## [INSTRUCTIONS FOR THE TASK]
List every line below that contains the word "stripe".

GIVEN DATA start

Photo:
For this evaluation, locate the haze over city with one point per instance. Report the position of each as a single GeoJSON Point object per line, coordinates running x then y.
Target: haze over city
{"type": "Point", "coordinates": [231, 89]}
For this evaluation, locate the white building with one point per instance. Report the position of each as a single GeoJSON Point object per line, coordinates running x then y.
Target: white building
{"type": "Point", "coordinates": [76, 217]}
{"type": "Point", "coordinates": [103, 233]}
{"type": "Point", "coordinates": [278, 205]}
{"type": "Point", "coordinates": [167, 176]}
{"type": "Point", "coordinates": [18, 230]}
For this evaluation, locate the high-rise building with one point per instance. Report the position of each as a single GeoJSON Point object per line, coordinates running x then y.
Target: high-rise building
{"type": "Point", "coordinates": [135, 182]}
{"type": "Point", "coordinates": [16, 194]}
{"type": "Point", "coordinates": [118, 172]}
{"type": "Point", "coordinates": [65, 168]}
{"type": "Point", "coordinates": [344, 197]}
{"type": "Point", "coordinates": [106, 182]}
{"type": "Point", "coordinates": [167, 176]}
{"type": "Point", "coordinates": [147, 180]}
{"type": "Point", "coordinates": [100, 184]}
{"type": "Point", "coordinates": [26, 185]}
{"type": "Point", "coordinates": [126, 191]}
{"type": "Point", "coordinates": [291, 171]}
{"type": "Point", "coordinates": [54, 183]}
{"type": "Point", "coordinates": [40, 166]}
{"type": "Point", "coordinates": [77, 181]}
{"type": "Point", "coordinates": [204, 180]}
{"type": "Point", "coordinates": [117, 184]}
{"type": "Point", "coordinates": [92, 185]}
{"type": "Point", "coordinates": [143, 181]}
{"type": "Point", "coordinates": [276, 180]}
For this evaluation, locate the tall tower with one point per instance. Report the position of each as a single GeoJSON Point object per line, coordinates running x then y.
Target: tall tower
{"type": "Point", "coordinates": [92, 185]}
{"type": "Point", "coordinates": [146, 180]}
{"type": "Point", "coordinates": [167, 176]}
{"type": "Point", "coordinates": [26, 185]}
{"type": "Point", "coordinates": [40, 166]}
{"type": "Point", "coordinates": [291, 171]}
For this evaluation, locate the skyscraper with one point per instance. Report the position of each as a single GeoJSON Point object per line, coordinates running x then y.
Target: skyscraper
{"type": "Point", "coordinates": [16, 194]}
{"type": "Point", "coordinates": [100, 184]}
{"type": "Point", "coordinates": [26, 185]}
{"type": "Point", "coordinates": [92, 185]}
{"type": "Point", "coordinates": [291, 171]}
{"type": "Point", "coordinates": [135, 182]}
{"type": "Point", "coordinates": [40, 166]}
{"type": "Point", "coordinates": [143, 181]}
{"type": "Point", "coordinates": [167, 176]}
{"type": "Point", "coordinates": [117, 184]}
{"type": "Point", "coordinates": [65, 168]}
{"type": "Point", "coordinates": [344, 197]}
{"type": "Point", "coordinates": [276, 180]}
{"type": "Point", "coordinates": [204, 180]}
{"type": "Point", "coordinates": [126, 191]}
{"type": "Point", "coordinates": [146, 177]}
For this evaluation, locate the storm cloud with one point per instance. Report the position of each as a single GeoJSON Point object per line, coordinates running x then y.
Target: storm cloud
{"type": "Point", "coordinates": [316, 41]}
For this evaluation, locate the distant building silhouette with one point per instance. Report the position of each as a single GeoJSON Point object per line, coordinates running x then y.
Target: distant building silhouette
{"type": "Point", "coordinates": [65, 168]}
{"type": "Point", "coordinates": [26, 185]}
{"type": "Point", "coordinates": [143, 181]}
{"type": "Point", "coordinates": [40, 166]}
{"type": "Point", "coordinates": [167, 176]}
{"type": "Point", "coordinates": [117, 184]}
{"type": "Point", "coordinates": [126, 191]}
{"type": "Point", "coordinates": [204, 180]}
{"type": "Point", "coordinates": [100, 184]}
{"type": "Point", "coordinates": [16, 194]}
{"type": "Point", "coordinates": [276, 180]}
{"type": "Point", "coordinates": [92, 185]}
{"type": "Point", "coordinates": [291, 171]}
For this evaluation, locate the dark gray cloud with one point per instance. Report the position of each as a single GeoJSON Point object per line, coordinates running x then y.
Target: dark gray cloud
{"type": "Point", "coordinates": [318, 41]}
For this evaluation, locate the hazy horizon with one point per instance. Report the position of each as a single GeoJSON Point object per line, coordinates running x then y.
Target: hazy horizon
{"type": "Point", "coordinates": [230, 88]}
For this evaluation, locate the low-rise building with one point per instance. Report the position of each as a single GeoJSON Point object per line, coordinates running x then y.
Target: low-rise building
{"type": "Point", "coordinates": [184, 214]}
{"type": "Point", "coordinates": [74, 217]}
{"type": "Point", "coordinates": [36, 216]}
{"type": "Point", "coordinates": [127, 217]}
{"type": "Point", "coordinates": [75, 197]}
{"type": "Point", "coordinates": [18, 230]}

GIVEN DATA end
GIVEN DATA start

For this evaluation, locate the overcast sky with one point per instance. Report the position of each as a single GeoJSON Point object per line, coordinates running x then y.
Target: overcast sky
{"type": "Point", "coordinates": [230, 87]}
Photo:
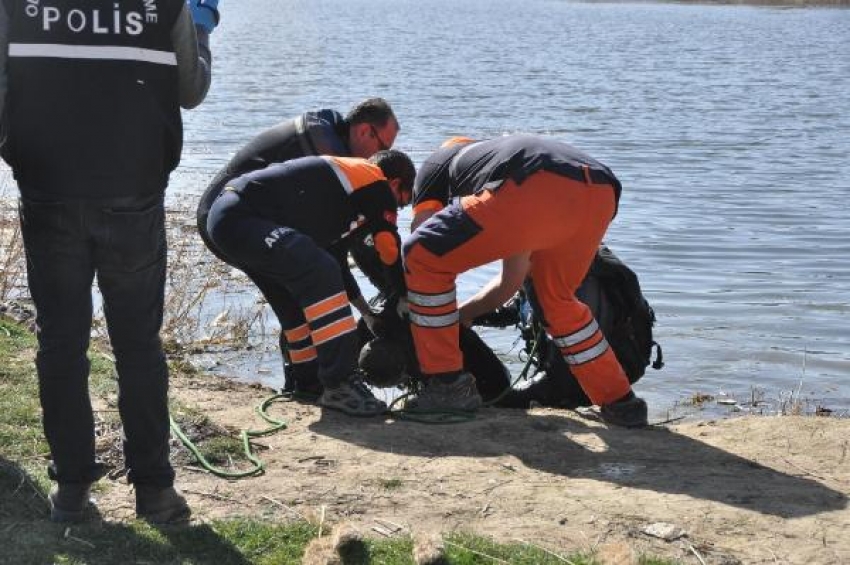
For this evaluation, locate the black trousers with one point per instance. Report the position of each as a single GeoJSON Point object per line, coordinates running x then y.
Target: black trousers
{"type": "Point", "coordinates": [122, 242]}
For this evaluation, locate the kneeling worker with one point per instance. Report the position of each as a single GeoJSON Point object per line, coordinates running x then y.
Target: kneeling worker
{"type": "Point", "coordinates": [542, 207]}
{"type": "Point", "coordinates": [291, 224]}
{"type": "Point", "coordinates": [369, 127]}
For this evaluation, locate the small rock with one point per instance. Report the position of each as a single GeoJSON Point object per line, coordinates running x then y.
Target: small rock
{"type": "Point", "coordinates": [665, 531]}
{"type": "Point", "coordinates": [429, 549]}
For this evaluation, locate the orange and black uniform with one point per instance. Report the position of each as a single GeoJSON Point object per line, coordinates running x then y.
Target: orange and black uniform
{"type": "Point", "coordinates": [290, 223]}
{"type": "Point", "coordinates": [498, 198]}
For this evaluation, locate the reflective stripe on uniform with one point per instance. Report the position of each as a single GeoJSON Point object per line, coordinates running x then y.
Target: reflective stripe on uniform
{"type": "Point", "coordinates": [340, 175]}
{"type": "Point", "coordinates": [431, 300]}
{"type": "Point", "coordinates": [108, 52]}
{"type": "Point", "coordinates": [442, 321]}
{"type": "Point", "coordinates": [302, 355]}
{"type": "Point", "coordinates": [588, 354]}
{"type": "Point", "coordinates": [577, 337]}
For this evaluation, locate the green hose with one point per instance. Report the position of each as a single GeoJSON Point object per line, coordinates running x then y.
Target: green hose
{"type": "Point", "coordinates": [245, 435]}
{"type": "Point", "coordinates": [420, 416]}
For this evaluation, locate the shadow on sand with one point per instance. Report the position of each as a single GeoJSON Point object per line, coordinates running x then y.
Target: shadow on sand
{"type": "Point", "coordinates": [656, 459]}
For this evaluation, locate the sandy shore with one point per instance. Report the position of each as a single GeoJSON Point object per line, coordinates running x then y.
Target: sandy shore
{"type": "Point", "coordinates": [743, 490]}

GIVEN DATA end

## [FULL ANSWER]
For this evaluation, locate the reflective stripe on uniform with one point per instance. Report the position of each as a single GeoJSON Point object per line, coordinates running x then y.
Target: reflective stripe on uniform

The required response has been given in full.